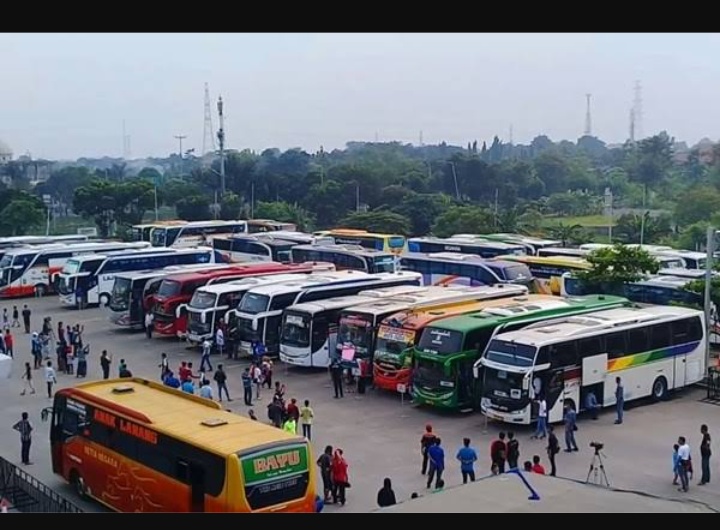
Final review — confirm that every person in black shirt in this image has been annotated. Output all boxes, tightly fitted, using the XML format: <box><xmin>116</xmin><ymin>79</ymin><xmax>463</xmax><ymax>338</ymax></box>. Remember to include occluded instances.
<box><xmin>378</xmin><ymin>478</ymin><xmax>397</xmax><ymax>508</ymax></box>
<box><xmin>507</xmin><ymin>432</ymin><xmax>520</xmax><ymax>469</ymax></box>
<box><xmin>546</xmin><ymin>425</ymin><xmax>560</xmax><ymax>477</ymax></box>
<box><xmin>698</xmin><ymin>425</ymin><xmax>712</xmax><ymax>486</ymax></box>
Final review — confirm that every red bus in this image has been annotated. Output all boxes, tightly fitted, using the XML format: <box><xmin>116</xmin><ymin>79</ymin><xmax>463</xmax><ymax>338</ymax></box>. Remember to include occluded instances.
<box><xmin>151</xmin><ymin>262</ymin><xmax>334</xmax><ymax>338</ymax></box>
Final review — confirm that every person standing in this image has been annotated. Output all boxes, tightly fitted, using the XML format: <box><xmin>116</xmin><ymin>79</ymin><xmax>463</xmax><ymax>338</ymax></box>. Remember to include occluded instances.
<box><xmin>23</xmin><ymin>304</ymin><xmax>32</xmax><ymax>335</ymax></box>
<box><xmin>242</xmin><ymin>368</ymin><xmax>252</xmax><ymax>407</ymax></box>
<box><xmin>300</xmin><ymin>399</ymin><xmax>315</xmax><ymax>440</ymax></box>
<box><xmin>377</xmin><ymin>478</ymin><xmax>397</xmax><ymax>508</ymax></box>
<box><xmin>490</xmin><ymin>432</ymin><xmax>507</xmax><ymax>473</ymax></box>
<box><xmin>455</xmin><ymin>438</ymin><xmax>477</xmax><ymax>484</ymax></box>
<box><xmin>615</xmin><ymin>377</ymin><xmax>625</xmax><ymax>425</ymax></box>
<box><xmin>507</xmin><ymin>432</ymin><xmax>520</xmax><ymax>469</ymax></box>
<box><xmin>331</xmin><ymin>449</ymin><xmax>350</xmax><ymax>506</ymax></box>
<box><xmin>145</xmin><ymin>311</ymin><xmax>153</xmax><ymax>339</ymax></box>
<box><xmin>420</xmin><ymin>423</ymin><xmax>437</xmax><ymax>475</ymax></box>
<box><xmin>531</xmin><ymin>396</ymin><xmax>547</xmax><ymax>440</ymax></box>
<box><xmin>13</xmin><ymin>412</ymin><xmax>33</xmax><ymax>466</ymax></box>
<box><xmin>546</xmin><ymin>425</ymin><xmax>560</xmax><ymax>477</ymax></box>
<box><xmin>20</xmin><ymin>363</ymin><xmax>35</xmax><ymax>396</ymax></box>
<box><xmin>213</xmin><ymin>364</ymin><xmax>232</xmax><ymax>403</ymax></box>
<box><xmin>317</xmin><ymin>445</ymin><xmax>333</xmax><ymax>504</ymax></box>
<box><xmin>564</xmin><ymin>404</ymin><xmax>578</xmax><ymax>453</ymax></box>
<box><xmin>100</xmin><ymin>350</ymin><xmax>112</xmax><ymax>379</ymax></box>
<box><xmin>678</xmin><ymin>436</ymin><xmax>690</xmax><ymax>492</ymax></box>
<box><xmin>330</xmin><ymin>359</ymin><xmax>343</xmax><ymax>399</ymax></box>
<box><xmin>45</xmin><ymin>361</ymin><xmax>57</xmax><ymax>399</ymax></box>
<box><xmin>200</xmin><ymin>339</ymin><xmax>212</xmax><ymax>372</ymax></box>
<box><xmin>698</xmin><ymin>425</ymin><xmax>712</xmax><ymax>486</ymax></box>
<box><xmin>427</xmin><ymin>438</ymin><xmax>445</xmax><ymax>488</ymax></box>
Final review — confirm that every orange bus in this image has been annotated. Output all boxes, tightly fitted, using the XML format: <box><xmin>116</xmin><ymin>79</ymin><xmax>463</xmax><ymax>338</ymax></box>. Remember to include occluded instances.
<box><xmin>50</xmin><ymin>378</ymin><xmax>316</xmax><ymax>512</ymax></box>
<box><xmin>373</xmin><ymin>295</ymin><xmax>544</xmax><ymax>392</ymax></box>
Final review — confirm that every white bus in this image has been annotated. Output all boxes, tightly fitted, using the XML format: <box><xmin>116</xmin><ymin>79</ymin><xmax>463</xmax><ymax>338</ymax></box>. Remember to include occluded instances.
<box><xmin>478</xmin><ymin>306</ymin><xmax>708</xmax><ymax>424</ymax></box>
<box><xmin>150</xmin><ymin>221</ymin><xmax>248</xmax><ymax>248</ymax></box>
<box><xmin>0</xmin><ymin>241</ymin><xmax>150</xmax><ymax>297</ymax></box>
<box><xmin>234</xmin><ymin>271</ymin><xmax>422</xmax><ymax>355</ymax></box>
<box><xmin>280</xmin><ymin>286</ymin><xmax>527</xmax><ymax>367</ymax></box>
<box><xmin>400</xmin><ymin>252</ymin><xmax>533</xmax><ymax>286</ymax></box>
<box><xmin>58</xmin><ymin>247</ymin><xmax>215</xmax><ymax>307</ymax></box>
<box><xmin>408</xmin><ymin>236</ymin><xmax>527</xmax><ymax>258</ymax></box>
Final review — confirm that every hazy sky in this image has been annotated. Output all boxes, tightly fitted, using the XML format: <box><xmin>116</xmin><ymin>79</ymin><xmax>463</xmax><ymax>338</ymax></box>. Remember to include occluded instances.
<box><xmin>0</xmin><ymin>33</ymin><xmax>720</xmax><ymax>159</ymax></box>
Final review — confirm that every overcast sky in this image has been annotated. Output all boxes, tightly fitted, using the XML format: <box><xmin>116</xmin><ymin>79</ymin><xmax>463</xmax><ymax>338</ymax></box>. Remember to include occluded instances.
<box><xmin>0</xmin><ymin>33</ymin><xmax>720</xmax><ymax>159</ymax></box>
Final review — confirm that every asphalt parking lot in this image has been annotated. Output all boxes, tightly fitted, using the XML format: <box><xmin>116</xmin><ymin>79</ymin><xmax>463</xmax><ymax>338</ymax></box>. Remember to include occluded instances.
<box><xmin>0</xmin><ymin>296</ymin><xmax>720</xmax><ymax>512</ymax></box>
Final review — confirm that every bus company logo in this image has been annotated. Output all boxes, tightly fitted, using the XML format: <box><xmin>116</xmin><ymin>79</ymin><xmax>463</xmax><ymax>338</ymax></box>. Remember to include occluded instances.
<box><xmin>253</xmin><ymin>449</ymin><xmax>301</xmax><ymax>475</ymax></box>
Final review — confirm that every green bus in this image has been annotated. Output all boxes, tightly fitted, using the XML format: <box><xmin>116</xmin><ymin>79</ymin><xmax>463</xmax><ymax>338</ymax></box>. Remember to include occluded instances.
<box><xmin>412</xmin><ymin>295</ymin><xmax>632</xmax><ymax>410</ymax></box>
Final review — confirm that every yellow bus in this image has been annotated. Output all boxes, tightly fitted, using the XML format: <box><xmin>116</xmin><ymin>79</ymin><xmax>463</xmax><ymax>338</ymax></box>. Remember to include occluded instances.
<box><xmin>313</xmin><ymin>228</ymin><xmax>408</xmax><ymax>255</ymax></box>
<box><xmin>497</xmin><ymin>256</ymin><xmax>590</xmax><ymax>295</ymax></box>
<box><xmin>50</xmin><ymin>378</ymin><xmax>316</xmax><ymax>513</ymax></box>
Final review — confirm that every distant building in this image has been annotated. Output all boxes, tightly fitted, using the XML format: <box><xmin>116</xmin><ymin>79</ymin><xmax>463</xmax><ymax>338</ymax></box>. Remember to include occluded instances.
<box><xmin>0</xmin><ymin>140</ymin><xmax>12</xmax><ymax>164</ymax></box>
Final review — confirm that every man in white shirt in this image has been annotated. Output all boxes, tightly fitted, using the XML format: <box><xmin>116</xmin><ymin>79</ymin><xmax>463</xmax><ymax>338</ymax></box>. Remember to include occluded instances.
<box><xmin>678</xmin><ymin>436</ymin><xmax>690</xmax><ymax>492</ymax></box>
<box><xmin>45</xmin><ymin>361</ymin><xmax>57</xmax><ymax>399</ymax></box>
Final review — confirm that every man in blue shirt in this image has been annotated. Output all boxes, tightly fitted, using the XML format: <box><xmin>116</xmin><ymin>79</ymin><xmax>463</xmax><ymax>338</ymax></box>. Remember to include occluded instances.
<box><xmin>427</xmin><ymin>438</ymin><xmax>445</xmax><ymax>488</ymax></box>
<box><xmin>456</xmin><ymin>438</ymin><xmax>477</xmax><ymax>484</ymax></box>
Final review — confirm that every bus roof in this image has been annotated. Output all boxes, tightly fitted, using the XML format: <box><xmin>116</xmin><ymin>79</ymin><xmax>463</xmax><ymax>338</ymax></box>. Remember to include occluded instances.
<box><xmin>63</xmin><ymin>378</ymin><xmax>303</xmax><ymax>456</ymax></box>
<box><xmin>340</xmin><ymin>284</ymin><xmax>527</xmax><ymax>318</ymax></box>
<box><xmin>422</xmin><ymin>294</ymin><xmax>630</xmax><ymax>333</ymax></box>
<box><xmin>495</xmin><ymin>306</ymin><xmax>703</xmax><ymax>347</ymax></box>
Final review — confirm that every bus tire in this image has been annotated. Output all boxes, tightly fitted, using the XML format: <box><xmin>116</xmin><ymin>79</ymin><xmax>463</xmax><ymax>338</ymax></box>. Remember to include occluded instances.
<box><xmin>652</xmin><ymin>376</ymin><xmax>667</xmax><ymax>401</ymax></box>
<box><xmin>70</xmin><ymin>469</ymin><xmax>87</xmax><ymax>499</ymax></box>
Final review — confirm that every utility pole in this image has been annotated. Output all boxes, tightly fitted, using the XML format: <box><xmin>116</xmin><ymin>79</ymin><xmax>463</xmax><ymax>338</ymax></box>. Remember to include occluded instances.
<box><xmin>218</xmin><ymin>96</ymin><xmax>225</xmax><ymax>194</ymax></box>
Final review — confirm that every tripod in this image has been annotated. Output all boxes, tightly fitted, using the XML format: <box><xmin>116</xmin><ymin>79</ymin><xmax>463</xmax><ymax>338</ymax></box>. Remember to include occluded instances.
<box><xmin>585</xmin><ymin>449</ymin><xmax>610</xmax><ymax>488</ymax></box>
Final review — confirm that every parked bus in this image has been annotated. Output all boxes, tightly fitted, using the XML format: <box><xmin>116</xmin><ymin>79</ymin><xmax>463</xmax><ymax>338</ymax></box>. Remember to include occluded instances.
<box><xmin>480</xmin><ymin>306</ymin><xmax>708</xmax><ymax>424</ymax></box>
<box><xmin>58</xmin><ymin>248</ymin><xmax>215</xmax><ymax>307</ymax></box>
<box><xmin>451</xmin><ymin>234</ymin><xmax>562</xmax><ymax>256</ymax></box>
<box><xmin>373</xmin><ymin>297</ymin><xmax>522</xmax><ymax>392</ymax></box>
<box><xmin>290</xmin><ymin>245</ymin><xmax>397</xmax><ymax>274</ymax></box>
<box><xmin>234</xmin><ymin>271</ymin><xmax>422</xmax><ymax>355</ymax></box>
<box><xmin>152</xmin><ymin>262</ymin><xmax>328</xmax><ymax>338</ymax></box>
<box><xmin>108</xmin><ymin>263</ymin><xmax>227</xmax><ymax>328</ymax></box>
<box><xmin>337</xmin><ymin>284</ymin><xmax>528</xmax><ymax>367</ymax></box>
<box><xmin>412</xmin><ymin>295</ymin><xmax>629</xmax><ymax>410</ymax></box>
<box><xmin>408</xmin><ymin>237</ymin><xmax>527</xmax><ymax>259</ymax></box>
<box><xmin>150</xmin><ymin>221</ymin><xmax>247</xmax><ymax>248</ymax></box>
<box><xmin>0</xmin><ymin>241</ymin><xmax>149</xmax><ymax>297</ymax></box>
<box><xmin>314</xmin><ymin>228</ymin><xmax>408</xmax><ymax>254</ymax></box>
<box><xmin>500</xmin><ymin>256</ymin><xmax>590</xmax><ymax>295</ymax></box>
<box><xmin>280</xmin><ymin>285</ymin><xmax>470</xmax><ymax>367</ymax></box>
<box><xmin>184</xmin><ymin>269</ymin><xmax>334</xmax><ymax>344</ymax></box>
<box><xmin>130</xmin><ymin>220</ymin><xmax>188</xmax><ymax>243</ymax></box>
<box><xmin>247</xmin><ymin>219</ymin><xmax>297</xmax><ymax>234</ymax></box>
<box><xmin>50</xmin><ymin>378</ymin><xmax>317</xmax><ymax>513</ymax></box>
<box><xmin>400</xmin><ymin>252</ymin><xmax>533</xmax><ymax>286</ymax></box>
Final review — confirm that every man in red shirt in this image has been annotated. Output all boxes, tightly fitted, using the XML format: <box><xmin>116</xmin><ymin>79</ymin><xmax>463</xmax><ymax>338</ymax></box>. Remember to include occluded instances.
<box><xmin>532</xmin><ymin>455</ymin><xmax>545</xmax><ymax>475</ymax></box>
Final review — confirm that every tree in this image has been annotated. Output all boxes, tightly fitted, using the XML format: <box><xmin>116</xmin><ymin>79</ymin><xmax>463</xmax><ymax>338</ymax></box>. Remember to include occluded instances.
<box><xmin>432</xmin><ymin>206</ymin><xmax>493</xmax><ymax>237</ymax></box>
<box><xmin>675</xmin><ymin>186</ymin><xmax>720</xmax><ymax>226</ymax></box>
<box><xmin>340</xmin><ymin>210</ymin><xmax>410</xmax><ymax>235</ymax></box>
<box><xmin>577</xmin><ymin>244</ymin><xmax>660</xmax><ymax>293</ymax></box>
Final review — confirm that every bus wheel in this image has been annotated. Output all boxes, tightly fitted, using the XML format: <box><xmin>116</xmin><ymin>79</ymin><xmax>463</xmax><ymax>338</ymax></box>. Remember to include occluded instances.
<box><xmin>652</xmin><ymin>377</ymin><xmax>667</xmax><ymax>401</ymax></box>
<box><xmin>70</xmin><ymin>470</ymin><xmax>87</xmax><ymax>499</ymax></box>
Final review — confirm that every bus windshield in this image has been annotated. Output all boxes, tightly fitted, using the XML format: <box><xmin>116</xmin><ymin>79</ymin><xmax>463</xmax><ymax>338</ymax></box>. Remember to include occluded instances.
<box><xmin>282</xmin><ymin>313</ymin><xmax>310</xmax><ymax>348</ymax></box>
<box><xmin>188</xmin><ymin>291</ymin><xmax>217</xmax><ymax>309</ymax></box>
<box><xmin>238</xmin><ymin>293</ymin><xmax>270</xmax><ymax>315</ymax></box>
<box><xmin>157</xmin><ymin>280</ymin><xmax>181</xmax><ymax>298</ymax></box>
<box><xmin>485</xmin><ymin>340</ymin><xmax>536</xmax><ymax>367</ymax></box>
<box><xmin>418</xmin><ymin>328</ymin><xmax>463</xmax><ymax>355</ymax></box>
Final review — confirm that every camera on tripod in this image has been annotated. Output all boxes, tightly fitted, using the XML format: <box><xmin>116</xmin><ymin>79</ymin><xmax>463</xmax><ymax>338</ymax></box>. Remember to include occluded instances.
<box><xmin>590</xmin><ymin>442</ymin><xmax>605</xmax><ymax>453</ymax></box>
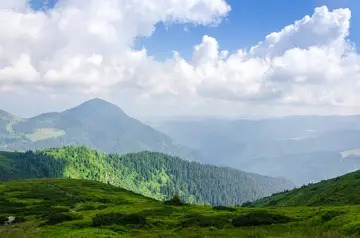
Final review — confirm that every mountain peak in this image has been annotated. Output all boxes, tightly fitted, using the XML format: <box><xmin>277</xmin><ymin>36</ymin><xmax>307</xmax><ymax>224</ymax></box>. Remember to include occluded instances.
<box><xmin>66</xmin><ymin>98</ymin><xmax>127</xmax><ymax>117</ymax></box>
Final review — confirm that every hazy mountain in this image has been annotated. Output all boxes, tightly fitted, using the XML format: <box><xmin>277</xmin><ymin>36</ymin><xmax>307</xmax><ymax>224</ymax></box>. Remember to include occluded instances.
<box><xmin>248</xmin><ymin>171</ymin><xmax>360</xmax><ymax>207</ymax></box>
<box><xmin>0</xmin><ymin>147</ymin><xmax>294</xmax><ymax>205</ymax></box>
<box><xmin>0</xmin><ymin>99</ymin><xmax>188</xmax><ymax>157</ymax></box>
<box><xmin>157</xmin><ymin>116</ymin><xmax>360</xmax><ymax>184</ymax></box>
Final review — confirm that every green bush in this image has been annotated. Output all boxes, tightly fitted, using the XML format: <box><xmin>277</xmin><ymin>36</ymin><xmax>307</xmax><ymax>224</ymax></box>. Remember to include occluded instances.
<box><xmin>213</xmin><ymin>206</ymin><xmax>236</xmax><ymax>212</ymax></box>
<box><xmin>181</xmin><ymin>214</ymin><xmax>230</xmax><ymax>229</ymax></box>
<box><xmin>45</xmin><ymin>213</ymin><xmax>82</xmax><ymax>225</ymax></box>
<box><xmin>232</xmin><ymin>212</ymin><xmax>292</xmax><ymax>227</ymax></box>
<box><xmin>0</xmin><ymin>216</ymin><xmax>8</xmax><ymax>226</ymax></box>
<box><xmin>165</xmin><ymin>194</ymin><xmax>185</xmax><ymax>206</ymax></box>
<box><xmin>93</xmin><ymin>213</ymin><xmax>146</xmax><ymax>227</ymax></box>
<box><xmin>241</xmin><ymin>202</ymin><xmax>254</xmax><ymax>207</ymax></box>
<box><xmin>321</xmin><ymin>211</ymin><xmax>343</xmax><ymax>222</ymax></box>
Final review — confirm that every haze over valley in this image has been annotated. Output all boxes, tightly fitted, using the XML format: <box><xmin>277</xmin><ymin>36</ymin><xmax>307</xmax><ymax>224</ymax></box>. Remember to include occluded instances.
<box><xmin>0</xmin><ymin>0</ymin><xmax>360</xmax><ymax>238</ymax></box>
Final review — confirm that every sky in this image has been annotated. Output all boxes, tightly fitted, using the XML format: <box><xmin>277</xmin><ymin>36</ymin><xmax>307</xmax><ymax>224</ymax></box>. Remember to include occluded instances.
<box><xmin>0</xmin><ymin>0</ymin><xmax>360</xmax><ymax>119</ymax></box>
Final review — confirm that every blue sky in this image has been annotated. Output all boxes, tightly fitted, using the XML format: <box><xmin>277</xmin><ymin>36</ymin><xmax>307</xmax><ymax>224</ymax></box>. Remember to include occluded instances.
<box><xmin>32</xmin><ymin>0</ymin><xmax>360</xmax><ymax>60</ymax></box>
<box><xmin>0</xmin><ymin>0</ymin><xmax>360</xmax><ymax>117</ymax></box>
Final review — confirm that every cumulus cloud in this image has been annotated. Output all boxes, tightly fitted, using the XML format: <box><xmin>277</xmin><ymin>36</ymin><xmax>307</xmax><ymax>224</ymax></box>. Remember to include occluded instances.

Brief
Copy out word for word the rows above, from the line holding "Final review — confirm that every sky" through the last row, both ends included.

Response
Final review — confirm that every sky in this image has been annotated. Output all boxes, tightly fitted, using the XML format: <box><xmin>277</xmin><ymin>36</ymin><xmax>307</xmax><ymax>224</ymax></box>. Remember to include occluded instances.
<box><xmin>0</xmin><ymin>0</ymin><xmax>360</xmax><ymax>119</ymax></box>
Final review — confirm that every blue sky in this image has been annotated. Output all boxes, tightly fitted, using the XML format: <box><xmin>277</xmin><ymin>36</ymin><xmax>307</xmax><ymax>224</ymax></box>. Remember to include occluded instances.
<box><xmin>32</xmin><ymin>0</ymin><xmax>360</xmax><ymax>60</ymax></box>
<box><xmin>0</xmin><ymin>0</ymin><xmax>360</xmax><ymax>117</ymax></box>
Final review — confirm that every cumulus cloud in this image has been annotated. Output all boxes, tightly fitted, using the XML format: <box><xmin>277</xmin><ymin>36</ymin><xmax>307</xmax><ymax>224</ymax></box>. Remember to include occluded instances.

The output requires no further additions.